> TEXTE DE LECTURE:
• • • •

Géraldine Thiry, ICHEC : au-delà de la croissance, quel modèle macro-économique ? – juin 2023
Géraldine Thiry, ICHEC : au-delà de la croissance, quel modèle macro-économique ? – juin 2023
En juin 2023, pour ouvrir la première séance de sa série dédiée à la post-croissance, Futura-Mobility a rencontré Géraldine Thiry, professeure à ICHEC Brussels Management School et future directrice à la Banque Nationale de Belgique. Lors de son exposé en trois parties, elle a proposé une analyse des enjeux d’une économie post-croissante, ainsi qu’un focus sur la théorie du donut et son application à la Région Bruxelloise depuis 2020.
Futura-Mobility : Pourquoi une transition vers une économie post-croissante est-elle nécessaire ?

• • • •

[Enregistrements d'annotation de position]

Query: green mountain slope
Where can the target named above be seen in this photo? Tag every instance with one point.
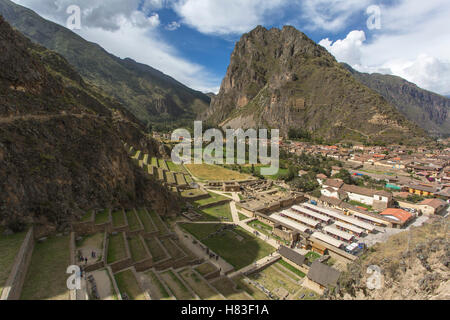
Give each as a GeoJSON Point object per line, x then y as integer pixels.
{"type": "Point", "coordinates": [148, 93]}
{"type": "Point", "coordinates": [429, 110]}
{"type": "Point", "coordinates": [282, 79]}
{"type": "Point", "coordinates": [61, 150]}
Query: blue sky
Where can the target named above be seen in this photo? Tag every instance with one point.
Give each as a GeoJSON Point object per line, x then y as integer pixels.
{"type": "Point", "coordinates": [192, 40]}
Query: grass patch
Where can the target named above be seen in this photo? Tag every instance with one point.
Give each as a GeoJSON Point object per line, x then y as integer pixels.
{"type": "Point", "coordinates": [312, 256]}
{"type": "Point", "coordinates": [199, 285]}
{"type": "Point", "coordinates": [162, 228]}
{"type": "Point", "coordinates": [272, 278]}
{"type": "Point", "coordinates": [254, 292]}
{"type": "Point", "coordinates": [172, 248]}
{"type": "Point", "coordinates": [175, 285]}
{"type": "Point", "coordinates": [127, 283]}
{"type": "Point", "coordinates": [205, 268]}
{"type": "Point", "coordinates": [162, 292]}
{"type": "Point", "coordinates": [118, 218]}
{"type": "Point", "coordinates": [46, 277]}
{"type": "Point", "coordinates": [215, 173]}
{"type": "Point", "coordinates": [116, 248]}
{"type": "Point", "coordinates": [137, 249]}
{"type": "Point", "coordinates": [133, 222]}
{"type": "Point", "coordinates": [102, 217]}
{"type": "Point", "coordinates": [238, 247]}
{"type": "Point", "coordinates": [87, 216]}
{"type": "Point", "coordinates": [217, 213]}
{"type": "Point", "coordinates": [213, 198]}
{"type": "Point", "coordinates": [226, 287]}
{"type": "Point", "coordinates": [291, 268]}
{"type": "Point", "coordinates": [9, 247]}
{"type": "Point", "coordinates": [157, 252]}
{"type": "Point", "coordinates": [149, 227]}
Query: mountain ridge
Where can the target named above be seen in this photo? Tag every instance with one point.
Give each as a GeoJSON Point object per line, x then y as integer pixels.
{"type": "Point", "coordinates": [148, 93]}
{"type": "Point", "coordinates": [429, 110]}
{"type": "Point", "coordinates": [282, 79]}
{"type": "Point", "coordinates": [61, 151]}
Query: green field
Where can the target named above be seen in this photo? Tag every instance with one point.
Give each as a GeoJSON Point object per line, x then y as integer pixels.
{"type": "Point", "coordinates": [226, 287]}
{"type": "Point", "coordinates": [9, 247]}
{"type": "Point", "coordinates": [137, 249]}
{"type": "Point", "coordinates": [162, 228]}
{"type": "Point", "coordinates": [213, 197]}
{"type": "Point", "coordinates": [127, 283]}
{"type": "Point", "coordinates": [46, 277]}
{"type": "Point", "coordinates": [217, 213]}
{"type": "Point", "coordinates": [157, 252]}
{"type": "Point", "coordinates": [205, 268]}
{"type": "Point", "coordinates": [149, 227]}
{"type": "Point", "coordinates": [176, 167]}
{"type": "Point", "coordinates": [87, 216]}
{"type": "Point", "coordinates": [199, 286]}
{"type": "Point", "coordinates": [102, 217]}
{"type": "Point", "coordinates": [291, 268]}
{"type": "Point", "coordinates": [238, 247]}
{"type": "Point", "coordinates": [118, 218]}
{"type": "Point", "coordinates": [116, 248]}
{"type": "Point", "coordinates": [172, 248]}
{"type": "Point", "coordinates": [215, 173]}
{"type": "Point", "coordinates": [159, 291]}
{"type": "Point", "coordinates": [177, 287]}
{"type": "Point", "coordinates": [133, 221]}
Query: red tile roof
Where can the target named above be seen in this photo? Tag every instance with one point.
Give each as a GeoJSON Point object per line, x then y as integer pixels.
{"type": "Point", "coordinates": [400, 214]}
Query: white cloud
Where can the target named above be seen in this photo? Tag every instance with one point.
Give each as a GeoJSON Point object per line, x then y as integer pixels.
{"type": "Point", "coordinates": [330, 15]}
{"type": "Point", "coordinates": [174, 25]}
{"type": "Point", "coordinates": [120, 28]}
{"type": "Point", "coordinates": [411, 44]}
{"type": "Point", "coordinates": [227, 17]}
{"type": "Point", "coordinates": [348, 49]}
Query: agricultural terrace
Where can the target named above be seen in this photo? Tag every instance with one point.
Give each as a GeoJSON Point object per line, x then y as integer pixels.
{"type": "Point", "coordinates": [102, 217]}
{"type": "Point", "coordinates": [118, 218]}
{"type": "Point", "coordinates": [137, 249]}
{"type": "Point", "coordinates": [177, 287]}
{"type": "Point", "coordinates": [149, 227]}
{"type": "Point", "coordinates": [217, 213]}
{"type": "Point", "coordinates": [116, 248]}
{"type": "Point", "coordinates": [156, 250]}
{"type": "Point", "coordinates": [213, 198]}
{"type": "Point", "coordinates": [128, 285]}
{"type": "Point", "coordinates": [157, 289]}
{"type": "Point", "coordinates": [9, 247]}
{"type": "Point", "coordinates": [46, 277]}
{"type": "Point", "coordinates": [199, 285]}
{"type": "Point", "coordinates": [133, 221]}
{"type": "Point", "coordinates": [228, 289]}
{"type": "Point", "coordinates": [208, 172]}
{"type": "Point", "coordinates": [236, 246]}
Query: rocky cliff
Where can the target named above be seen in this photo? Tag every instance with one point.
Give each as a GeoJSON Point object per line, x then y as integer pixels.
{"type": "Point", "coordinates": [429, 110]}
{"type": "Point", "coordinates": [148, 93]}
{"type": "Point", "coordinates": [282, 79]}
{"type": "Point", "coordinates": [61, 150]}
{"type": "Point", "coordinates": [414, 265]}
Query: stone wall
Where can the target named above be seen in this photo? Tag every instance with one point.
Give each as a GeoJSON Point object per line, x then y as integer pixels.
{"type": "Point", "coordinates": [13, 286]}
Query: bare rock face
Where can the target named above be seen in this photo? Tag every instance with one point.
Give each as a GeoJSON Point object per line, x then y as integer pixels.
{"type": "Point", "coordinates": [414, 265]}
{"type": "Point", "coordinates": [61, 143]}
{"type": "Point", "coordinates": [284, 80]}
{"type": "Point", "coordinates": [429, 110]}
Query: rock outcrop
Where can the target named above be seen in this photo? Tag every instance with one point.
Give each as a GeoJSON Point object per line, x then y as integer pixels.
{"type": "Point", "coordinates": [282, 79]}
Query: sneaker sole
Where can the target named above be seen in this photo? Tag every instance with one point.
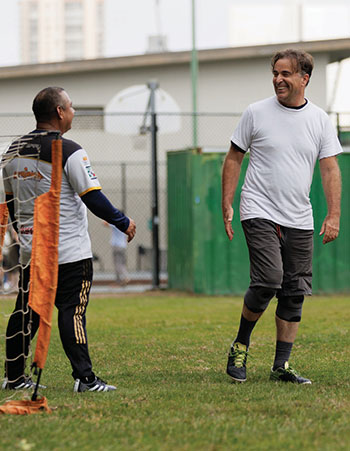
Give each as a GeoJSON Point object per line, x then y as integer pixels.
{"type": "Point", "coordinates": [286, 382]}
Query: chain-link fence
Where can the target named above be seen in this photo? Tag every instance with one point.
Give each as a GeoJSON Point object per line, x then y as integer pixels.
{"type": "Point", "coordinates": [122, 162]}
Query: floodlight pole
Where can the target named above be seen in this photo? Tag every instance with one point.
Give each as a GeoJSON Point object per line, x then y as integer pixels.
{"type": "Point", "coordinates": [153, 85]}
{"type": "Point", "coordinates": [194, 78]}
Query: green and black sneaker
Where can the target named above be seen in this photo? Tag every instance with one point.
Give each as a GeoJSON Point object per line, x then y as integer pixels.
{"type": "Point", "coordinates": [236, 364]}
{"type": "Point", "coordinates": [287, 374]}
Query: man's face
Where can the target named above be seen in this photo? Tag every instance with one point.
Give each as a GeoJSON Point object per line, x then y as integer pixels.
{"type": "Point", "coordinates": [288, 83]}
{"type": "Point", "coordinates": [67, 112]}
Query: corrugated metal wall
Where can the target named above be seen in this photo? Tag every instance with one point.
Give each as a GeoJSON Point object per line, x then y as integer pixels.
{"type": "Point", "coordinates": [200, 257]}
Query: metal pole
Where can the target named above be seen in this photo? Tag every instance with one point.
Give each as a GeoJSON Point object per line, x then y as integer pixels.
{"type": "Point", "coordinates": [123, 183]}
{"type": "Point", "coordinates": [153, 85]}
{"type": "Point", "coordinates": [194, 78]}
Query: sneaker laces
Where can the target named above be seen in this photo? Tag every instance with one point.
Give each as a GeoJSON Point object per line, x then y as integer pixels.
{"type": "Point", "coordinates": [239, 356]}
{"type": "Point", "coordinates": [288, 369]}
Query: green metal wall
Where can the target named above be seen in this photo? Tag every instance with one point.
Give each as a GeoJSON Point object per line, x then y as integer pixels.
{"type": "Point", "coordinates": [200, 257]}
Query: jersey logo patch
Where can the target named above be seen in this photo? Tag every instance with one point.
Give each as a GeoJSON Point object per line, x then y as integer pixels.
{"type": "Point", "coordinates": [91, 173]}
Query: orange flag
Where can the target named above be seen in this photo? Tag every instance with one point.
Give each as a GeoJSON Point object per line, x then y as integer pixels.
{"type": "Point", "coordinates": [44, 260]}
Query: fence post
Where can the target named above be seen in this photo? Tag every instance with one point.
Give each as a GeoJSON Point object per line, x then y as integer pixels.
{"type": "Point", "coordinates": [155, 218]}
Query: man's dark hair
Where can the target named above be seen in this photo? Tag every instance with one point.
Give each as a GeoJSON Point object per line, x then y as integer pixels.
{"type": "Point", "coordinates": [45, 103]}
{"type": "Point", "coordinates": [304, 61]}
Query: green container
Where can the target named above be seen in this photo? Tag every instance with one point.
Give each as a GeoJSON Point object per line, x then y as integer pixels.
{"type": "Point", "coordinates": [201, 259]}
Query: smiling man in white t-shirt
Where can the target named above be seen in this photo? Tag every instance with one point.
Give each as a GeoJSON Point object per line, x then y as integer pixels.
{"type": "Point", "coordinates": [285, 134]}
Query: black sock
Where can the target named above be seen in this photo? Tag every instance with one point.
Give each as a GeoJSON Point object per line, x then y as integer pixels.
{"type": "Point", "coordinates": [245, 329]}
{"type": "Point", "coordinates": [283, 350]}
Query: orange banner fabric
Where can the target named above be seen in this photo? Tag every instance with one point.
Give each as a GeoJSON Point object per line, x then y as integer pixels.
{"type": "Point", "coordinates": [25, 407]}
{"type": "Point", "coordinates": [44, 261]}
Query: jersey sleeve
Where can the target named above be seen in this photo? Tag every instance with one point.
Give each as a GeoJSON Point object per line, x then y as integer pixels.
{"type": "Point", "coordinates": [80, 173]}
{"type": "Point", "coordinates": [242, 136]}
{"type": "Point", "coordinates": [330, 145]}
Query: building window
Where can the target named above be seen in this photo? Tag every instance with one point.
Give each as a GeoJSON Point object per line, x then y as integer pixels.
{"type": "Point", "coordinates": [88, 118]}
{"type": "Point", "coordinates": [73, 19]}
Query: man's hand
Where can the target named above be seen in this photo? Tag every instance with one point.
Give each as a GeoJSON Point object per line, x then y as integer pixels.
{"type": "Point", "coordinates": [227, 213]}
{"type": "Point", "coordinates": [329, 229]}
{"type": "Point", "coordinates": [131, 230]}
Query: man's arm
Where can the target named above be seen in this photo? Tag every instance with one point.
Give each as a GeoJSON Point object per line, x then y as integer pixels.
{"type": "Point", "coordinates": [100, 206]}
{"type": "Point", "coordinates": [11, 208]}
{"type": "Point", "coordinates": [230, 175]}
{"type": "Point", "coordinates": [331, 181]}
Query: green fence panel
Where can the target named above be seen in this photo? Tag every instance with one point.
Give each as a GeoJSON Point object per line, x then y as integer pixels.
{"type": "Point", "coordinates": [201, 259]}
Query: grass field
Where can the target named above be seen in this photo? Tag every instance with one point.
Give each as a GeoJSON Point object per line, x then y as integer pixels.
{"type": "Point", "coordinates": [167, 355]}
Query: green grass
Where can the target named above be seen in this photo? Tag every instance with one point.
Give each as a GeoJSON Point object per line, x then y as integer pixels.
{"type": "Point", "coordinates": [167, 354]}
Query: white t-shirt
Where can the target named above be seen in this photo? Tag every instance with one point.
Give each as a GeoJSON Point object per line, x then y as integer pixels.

• • • •

Poursuivez l'entretien sur l'économie post-croissante à partir de sa dernière phrase. Les enregistrements forment un matériau distinct du texte.

Géraldine Thiry : Tout d’abord il y a quelques constats et observations qu’on doit prendre en considération. Premièrement, la croissance du PIB ralentit. A partir de 1951 jusqu’à nos jours, la tendance du taux de croissance annuel moyen du PIB/tête est baissière. On l’observe en Belgique, en Allemagne, la France, aux Etats-Unis…. Ce phénomène, que certains économistes appellent la « stagnation séculaire », démontre que les taux de croissance tels que nous les avons connus, notamment durant les 30 glorieuses, sont en train de se tarir.
Un deuxième constat important c’est qu’aujourd’hui aucun pays ne parvient à performer à la fois sur les dimensions sociales et sur les dimensions écologiques. Cette observation nous amène au concept développé dans le livre « La Théorie du donut » [2017 en anglais, 2018 en français, éditions Plon]. Son autrice, l’économiste Kate Raworth, explore comment rentrer dans ce qu’elle appelle « cette espace juste et sûre pour l’humanité » entre le plancher social et le plafond environnemental.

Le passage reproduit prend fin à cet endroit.